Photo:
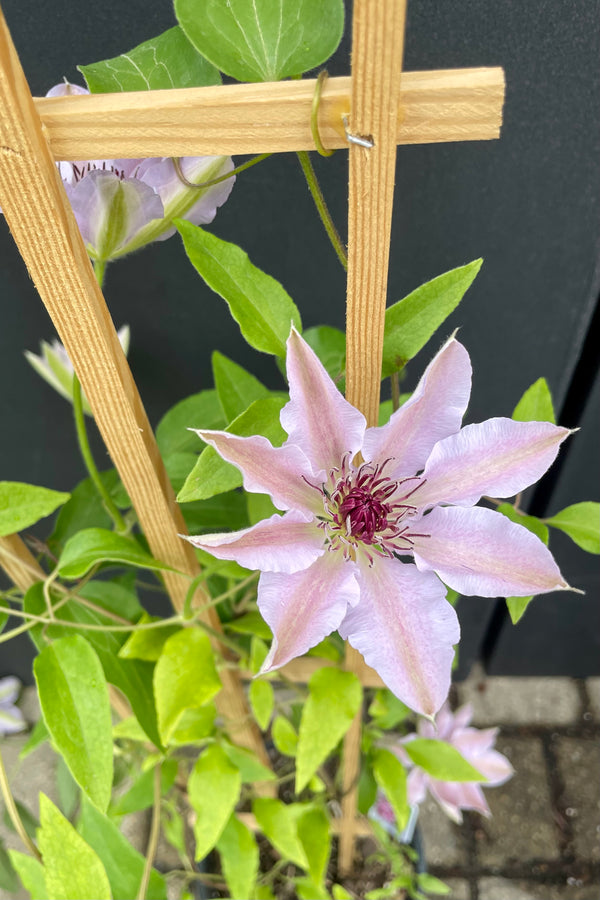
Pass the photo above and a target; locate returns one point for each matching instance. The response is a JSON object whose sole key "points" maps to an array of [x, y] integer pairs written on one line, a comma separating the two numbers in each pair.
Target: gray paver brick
{"points": [[579, 763], [444, 842], [520, 701], [521, 827], [593, 689], [505, 889]]}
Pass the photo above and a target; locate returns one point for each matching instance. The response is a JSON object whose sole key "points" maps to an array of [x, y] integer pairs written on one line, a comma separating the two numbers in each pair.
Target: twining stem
{"points": [[153, 839], [13, 812], [86, 453], [317, 195]]}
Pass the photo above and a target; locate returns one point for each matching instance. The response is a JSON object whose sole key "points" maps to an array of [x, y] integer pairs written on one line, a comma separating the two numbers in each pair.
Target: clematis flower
{"points": [[474, 744], [55, 367], [11, 717], [122, 204], [364, 538]]}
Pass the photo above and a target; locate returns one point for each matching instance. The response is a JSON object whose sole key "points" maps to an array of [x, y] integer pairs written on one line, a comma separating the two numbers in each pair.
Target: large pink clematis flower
{"points": [[477, 747], [122, 204], [361, 541]]}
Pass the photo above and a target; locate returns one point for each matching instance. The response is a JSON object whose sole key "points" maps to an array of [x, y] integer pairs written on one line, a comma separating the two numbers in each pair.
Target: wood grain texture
{"points": [[377, 48], [444, 105], [42, 223]]}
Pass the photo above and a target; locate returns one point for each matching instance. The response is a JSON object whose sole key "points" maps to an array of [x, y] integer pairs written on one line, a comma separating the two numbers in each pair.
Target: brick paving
{"points": [[543, 839]]}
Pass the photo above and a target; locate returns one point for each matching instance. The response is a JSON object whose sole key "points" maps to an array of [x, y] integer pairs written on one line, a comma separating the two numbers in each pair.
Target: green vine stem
{"points": [[88, 459], [317, 195], [153, 839], [13, 812]]}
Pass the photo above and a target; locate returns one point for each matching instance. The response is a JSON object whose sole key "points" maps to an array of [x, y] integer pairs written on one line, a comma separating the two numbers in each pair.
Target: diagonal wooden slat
{"points": [[42, 223], [377, 47], [444, 105]]}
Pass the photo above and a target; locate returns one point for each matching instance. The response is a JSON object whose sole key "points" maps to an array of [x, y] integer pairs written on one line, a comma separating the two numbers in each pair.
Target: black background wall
{"points": [[527, 203]]}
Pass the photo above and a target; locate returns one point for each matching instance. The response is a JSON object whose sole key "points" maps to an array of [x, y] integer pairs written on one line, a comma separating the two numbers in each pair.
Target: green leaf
{"points": [[258, 303], [279, 823], [236, 387], [411, 322], [432, 885], [284, 736], [330, 346], [195, 725], [531, 523], [31, 873], [250, 767], [263, 40], [582, 523], [536, 404], [212, 475], [239, 859], [262, 701], [164, 62], [22, 505], [132, 677], [141, 793], [97, 545], [201, 410], [73, 871], [74, 701], [334, 697], [124, 865], [185, 677], [8, 877], [441, 760], [390, 775], [148, 643], [386, 710], [313, 831], [213, 788]]}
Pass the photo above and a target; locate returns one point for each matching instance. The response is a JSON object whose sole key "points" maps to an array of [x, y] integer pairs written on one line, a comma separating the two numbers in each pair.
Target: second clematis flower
{"points": [[378, 520], [122, 204]]}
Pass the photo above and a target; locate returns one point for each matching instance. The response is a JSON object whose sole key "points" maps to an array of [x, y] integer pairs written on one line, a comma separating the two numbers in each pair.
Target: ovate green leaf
{"points": [[441, 760], [265, 40], [334, 697], [239, 859], [185, 678], [72, 870], [411, 322], [258, 303], [582, 523], [166, 61], [96, 545], [74, 701], [214, 788], [536, 404], [22, 505]]}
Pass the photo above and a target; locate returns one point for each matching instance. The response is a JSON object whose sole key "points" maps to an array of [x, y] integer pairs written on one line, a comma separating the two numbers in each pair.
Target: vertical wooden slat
{"points": [[377, 46], [44, 227]]}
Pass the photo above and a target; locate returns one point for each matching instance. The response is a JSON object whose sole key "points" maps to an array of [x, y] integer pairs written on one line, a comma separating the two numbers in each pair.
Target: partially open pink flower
{"points": [[476, 746], [122, 204], [343, 555]]}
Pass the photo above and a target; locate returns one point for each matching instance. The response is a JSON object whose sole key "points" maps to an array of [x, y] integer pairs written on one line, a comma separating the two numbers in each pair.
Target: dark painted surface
{"points": [[527, 203]]}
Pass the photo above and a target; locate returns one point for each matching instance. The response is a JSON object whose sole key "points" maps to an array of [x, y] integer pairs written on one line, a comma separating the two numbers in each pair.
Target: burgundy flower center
{"points": [[365, 509]]}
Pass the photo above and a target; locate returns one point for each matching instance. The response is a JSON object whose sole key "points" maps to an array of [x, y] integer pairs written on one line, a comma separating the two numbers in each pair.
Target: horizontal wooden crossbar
{"points": [[437, 106]]}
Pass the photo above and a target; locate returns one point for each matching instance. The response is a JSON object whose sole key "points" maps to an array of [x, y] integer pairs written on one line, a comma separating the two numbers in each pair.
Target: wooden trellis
{"points": [[380, 104]]}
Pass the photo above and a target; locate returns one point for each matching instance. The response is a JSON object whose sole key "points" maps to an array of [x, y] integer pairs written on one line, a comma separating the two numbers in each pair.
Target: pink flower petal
{"points": [[405, 630], [302, 609], [318, 418], [278, 471], [497, 457], [480, 552], [280, 544], [434, 411]]}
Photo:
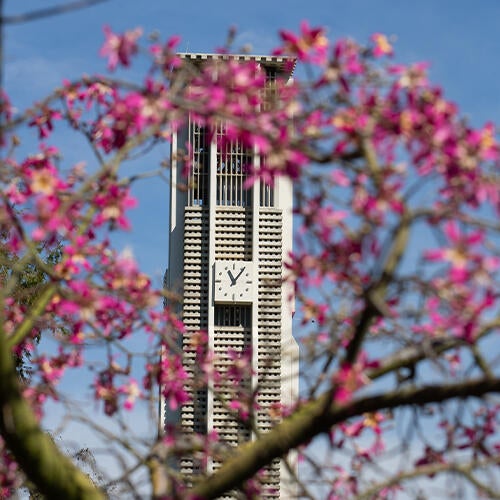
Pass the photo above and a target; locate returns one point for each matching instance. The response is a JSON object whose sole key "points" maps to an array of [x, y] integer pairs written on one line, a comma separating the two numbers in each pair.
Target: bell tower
{"points": [[227, 247]]}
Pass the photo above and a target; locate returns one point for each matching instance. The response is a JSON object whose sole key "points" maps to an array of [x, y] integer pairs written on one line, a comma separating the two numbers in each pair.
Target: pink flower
{"points": [[311, 45], [382, 45], [119, 48]]}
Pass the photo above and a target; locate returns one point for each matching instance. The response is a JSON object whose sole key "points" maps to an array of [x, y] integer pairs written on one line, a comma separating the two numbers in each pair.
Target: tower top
{"points": [[284, 65]]}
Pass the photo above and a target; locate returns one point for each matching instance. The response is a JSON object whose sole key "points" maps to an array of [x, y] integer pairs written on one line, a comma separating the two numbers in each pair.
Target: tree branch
{"points": [[317, 417], [48, 12]]}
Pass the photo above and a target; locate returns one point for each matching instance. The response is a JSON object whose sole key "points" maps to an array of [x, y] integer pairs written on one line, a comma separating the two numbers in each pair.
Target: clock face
{"points": [[233, 281]]}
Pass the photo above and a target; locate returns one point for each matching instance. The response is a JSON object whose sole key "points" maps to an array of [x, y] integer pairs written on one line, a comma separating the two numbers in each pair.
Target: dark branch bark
{"points": [[51, 471], [49, 11], [317, 417]]}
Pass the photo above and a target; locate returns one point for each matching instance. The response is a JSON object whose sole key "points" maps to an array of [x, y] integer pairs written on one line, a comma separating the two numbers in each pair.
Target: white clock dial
{"points": [[233, 281]]}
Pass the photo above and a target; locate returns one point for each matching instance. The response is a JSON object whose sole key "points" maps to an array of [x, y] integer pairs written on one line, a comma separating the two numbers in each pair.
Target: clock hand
{"points": [[231, 277], [239, 274]]}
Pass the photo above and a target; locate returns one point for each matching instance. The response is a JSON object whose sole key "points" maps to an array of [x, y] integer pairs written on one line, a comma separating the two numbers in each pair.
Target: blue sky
{"points": [[459, 38]]}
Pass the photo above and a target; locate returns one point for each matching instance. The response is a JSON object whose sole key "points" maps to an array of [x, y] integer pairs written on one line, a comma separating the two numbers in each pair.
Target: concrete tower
{"points": [[227, 246]]}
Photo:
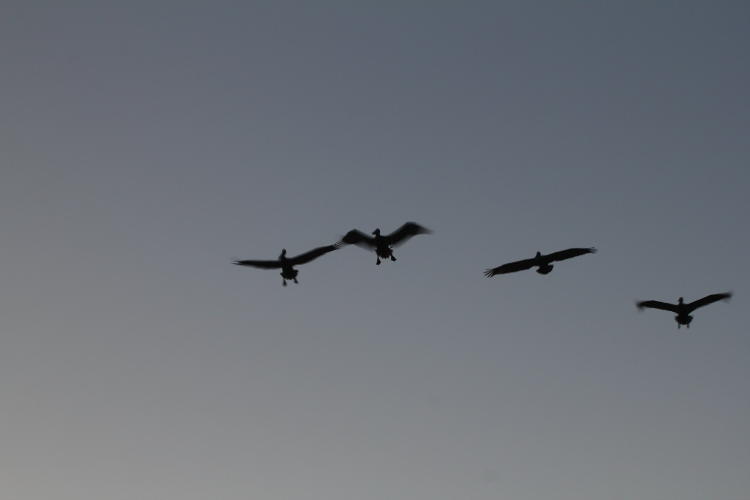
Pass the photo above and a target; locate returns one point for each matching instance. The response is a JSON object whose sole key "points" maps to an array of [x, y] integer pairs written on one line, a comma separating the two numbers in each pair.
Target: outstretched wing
{"points": [[511, 267], [655, 304], [708, 299], [569, 253], [262, 264], [405, 232], [311, 255], [356, 237]]}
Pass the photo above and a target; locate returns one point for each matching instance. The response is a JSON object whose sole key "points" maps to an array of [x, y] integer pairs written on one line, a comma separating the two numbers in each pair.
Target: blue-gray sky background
{"points": [[146, 144]]}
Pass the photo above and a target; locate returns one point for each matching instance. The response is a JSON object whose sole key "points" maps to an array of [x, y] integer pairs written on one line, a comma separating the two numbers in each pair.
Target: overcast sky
{"points": [[147, 144]]}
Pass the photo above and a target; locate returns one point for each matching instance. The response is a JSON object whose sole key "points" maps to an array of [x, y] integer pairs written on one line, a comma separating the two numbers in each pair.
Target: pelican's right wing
{"points": [[708, 299], [511, 267], [655, 304], [262, 264], [312, 254]]}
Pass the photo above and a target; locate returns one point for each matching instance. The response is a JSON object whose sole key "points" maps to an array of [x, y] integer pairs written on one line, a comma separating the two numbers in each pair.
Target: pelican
{"points": [[382, 244], [683, 310], [287, 263], [542, 262]]}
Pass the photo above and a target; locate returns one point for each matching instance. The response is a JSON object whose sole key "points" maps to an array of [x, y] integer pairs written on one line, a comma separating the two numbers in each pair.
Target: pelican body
{"points": [[682, 309], [382, 244], [287, 264], [542, 262]]}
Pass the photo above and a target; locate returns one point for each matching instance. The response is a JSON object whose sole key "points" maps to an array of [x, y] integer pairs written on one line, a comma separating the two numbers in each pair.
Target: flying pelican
{"points": [[539, 260], [287, 263], [683, 310], [382, 244]]}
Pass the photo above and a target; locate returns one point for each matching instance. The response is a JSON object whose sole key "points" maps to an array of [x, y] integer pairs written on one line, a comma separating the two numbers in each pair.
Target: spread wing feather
..............................
Exercise description →
Select every line in the entries above that contains the string "wing", and copy each one. Case counts.

Final answer →
Target: outstretched wing
Target: pelican's right wing
Target: spread wing feather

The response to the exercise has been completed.